* Data for this exercise:
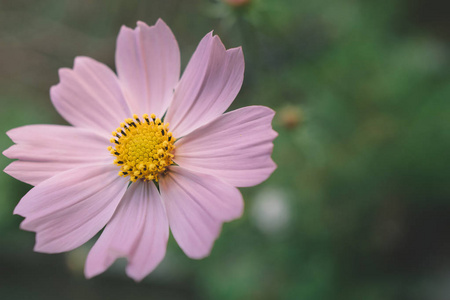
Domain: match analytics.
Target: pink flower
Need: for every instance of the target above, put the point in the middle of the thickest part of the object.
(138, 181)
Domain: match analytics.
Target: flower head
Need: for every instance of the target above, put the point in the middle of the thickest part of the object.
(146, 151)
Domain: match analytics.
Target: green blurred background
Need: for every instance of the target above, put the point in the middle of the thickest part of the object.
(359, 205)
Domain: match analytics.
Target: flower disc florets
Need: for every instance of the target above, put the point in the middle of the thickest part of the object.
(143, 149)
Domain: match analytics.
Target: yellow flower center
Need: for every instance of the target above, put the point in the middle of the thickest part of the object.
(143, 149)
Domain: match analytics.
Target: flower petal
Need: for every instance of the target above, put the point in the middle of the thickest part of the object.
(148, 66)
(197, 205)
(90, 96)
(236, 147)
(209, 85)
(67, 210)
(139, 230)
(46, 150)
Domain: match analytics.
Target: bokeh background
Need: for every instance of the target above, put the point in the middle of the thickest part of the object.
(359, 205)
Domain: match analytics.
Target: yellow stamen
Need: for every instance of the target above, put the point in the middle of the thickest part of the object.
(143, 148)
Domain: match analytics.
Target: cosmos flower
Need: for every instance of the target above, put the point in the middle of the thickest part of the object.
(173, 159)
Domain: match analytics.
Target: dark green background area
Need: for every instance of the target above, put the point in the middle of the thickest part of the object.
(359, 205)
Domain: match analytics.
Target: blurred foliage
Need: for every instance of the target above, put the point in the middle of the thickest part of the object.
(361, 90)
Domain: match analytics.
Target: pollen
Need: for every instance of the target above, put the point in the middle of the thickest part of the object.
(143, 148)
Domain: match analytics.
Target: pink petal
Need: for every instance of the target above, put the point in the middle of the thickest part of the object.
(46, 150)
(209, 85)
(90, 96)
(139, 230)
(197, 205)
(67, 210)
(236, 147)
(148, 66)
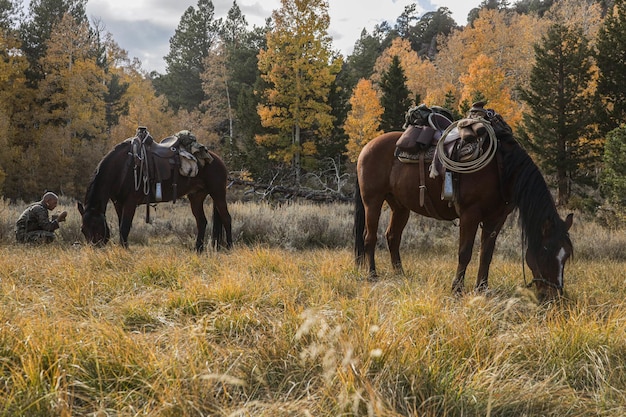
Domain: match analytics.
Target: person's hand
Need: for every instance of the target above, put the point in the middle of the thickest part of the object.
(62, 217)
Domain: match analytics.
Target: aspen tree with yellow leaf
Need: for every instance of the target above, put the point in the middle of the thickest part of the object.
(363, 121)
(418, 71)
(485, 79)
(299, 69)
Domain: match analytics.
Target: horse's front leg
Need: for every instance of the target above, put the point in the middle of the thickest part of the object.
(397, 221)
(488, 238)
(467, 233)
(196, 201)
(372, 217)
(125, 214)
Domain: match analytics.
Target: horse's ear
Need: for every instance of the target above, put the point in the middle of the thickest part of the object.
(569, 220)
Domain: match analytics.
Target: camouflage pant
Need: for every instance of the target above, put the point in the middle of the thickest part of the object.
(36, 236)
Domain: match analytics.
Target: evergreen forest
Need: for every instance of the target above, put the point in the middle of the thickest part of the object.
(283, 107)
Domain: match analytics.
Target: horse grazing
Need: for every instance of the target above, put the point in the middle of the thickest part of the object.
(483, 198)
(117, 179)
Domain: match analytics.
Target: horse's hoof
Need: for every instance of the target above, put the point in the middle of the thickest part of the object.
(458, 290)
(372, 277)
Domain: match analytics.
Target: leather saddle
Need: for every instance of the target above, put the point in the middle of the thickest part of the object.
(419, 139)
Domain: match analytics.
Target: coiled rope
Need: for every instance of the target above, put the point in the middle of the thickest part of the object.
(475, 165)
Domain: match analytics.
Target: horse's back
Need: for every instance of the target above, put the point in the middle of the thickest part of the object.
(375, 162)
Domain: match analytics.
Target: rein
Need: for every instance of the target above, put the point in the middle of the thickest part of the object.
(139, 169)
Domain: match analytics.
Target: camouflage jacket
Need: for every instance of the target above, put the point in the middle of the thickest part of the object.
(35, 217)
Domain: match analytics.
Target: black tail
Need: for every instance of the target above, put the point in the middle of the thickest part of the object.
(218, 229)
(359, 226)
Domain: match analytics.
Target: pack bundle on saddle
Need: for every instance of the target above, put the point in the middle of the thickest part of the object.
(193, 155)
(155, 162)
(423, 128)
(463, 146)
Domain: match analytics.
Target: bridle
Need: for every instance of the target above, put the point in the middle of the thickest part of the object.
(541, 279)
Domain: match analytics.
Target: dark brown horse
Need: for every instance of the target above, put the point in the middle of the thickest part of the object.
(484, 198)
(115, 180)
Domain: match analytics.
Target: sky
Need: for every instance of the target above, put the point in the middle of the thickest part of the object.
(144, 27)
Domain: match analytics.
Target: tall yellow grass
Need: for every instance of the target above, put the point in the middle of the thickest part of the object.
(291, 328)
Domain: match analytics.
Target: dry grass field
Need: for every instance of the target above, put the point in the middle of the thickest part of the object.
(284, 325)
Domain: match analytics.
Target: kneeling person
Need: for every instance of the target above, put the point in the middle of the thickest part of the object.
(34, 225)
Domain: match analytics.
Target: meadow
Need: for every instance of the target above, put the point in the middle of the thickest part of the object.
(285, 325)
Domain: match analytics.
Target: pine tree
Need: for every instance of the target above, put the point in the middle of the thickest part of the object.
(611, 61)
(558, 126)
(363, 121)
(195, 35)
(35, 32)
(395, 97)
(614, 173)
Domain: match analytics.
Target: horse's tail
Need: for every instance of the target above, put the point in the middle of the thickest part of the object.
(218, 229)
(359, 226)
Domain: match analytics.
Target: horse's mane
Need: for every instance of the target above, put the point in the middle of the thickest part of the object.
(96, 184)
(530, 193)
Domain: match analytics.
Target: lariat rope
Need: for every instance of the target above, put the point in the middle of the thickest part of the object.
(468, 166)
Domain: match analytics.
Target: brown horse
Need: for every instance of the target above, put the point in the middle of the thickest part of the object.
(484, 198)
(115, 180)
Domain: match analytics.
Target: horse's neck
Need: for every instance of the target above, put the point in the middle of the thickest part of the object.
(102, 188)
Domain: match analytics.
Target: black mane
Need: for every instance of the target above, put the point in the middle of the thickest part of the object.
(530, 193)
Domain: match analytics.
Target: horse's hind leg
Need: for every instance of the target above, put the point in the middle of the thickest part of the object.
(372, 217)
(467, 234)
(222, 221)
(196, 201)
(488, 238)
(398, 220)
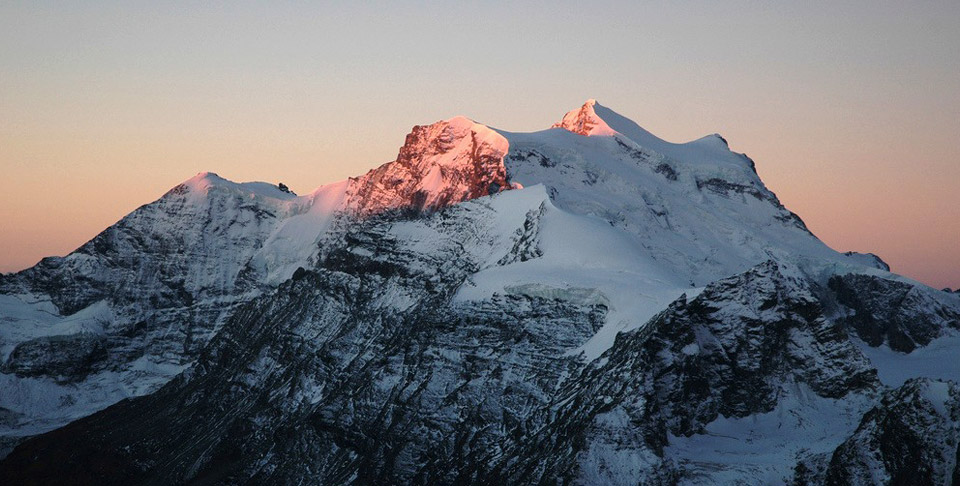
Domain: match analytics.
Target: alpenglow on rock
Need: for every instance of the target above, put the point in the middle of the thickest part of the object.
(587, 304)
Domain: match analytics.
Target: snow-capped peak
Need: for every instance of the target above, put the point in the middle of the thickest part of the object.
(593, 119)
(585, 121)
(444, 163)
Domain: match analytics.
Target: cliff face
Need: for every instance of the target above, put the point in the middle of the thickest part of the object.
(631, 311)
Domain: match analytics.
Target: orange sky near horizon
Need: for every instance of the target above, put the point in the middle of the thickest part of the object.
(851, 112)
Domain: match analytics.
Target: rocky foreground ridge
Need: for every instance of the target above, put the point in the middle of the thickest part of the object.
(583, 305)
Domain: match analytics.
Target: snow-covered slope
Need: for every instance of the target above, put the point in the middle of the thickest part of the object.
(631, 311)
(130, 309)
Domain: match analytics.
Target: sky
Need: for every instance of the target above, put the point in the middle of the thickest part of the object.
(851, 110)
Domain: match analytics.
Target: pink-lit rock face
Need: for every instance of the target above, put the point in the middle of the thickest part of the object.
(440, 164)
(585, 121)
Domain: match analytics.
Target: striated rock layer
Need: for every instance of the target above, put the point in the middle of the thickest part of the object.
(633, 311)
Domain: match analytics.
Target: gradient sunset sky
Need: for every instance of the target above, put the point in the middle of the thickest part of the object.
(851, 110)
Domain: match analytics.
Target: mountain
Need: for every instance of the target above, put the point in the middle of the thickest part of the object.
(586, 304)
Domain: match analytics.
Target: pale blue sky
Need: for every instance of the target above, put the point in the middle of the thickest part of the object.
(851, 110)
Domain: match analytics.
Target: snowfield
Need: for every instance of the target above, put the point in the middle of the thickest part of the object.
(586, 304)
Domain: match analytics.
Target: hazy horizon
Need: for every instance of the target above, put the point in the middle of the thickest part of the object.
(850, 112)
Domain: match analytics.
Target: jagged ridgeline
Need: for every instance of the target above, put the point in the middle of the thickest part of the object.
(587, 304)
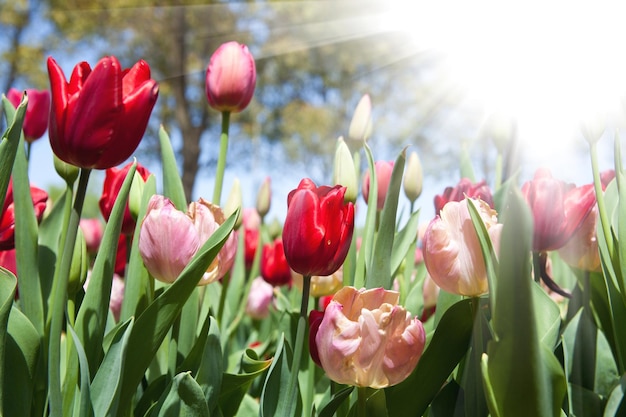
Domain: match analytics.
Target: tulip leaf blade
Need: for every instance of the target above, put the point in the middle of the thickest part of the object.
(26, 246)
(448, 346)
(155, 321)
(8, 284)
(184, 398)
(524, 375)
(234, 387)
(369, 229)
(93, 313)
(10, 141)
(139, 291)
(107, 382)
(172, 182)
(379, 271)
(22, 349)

* Given exercise: Please collect every line of the listing above that contains the word "petal" and copy each one in full. Case counts, so only matches with the same capitalization qualify.

* Finished answer:
Target: flower petal
Target: pink petal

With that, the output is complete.